Repeat the material below word for word, but leave the pictures out of your answer.

________________

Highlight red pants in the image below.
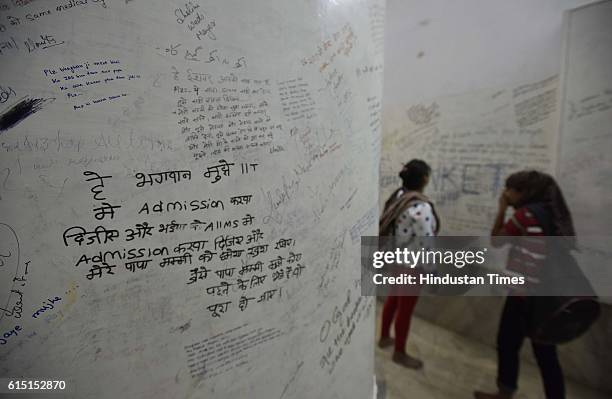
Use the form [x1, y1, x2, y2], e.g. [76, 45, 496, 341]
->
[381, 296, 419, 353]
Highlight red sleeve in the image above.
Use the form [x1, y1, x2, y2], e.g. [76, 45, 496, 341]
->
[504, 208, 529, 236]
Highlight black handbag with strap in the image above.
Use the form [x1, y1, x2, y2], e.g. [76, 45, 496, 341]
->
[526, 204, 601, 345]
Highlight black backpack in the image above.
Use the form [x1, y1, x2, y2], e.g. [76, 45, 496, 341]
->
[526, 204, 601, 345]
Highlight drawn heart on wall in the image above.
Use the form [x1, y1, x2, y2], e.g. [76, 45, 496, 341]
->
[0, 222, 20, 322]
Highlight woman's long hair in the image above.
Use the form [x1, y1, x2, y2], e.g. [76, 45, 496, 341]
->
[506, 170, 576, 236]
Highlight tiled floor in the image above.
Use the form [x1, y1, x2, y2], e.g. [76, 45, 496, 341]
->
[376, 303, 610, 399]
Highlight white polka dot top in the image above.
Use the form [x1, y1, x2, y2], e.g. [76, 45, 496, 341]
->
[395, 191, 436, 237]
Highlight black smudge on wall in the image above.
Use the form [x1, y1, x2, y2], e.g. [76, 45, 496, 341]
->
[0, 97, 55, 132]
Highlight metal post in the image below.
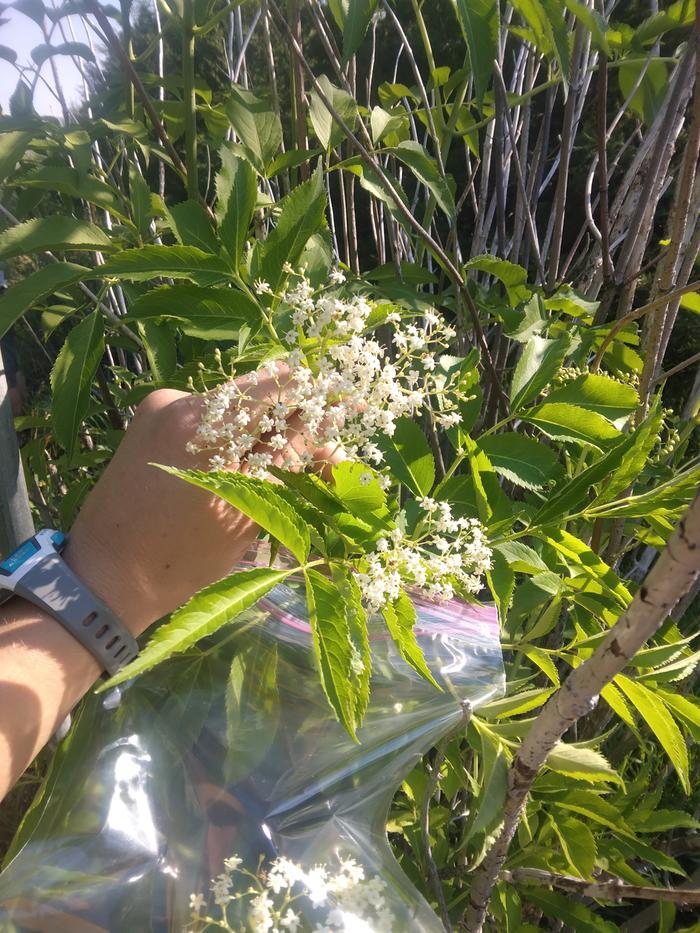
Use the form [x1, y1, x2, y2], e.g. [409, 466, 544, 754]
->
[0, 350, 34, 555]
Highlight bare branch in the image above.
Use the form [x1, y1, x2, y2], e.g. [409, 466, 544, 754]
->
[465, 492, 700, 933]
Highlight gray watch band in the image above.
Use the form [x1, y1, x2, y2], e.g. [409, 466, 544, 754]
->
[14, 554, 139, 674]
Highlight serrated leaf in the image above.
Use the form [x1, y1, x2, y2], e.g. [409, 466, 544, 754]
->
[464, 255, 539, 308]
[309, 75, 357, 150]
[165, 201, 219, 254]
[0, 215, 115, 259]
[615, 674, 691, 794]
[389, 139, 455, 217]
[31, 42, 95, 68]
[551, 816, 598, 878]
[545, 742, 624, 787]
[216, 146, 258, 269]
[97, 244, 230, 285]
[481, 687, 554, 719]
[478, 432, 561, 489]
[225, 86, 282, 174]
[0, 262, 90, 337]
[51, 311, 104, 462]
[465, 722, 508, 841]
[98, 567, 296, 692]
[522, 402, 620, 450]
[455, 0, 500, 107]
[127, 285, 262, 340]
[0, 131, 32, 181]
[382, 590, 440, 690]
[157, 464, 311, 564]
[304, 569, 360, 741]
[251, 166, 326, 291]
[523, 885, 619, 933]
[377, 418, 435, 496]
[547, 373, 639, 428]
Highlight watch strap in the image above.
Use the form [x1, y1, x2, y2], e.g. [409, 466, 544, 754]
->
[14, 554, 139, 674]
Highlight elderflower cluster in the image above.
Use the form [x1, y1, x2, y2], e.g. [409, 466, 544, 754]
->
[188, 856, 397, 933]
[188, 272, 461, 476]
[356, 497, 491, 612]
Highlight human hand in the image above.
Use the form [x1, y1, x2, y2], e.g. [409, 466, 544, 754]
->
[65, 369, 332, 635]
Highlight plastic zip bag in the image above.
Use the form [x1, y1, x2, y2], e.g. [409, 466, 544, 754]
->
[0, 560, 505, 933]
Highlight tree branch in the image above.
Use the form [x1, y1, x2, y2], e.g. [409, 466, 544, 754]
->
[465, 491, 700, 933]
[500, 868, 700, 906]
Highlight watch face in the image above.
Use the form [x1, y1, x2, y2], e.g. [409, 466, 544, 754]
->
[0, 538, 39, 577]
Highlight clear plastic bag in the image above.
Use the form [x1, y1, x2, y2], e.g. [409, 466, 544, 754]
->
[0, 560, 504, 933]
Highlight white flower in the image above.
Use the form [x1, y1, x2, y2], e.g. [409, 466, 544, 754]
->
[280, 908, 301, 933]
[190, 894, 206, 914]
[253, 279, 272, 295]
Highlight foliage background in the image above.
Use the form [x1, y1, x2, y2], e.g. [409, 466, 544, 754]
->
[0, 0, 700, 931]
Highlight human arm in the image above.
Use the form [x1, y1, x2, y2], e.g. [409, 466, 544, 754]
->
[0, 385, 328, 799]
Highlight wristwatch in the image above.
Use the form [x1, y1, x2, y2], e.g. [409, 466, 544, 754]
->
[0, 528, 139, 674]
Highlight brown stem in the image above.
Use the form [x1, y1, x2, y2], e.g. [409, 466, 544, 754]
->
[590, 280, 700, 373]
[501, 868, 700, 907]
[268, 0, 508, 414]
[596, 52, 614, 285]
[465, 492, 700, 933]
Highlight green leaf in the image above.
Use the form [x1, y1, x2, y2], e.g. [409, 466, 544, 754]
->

________________

■ TASK ANSWER
Highlight red pants in the image below.
Use the form [x1, y1, x2, y2], e.g. [76, 45, 496, 341]
->
[381, 296, 419, 353]
Highlight red sleeve in the image above.
Use the form [x1, y1, x2, y2], e.g. [76, 45, 496, 341]
->
[504, 208, 529, 236]
Highlight black handbag with strap in the image above.
Use the form [x1, y1, x2, y2], e.g. [76, 45, 496, 341]
->
[526, 204, 601, 345]
Highlight black backpack in the image above.
Use the form [x1, y1, x2, y2], e.g. [76, 45, 496, 341]
->
[526, 204, 601, 345]
Highlight drawn heart on wall in the image above.
Use the form [x1, y1, x2, y2], e.g. [76, 45, 496, 341]
->
[0, 222, 20, 322]
Highlight woman's long hair in the image above.
Use the form [x1, y1, x2, y2], e.g. [76, 45, 496, 341]
->
[506, 170, 576, 236]
Highlight tiled floor in the image above.
Use the form [x1, y1, x2, y2], e.g. [76, 45, 496, 341]
->
[376, 303, 610, 399]
Highlight white polka dot top in the image above.
Use the form [x1, y1, x2, y2], e.g. [76, 45, 496, 341]
->
[395, 191, 436, 237]
Highlight black smudge on wall in the image above.
Use the form [x1, y1, x2, y2], e.g. [76, 45, 496, 341]
->
[0, 97, 55, 132]
Highlight metal post in the image below.
Use the form [x1, y1, x2, y2], e.g. [409, 466, 544, 754]
->
[0, 350, 34, 555]
Highlight bare branch in the image above.
Use the form [x1, y1, x2, y2], e.g. [409, 466, 544, 754]
->
[465, 492, 700, 933]
Highlight gray watch band in the image above.
Use the form [x1, y1, x2, y2], e.g. [409, 466, 544, 754]
->
[14, 554, 139, 674]
Highlight serrated leaf in the image above.
Use the form [x1, y1, x2, y2], e.g. [409, 466, 544, 754]
->
[464, 255, 539, 308]
[309, 75, 357, 150]
[165, 201, 219, 254]
[0, 215, 115, 259]
[615, 674, 691, 794]
[389, 139, 455, 217]
[31, 42, 95, 68]
[551, 816, 598, 878]
[545, 742, 624, 787]
[216, 146, 258, 269]
[97, 244, 230, 285]
[481, 687, 554, 719]
[478, 432, 561, 489]
[225, 86, 282, 174]
[0, 262, 90, 337]
[51, 311, 104, 462]
[465, 722, 508, 841]
[98, 567, 296, 692]
[522, 402, 620, 450]
[455, 0, 500, 107]
[127, 285, 262, 340]
[0, 131, 32, 181]
[382, 590, 440, 690]
[157, 464, 311, 564]
[304, 569, 360, 741]
[251, 166, 326, 291]
[523, 885, 619, 933]
[377, 418, 435, 496]
[547, 373, 639, 428]
Highlight watch strap in the image above.
Use the form [x1, y1, x2, y2], e.g. [409, 466, 544, 754]
->
[14, 554, 139, 674]
Highlight elderflower cluster in the image above.
Use the form [x1, y1, x2, y2], e.g. [409, 466, 544, 754]
->
[188, 856, 397, 933]
[188, 272, 461, 476]
[356, 497, 491, 612]
Highlight human hand in the image above.
Use the form [x1, y1, x2, y2], e.g. [409, 466, 544, 754]
->
[65, 369, 332, 635]
Highlight plastic zip bag in the image above.
Use the form [x1, y1, x2, y2], e.g. [409, 466, 544, 754]
->
[0, 560, 505, 933]
Highlight tree branch in the image above.
Use the form [x1, y1, x2, y2], e.g. [409, 466, 544, 754]
->
[465, 491, 700, 933]
[500, 868, 700, 906]
Highlight watch face in the image above.
Use the form [x1, y1, x2, y2], e.g. [409, 466, 544, 754]
->
[0, 538, 39, 577]
Highlight clear plastic bag in the image above.
Use the form [x1, y1, x2, y2], e.g. [409, 466, 544, 754]
->
[0, 560, 504, 933]
Highlight white flower in the image above.
Use the form [x1, y1, x2, y2], e.g. [409, 466, 544, 754]
->
[280, 908, 301, 933]
[190, 894, 206, 914]
[253, 279, 272, 295]
Highlight foliage background in the image above.
Use the form [x1, y1, x2, y2], e.g. [409, 466, 544, 754]
->
[0, 0, 700, 931]
Highlight human arm in the image above.
Use the form [x1, y1, x2, y2], e.g. [409, 466, 544, 754]
->
[0, 385, 328, 799]
Highlight wristwatch in the image above.
Use the form [x1, y1, x2, y2], e.g. [409, 466, 544, 754]
->
[0, 528, 139, 674]
Highlight brown stem in the image above.
Use the form [x1, y1, x2, y2], e.g. [409, 466, 544, 754]
->
[590, 280, 700, 373]
[501, 868, 700, 907]
[268, 0, 508, 414]
[596, 52, 614, 285]
[465, 492, 700, 933]
Highlight green leaf in the image above.
Use the form [x1, y1, x2, y2], e.g. [409, 466, 544, 754]
->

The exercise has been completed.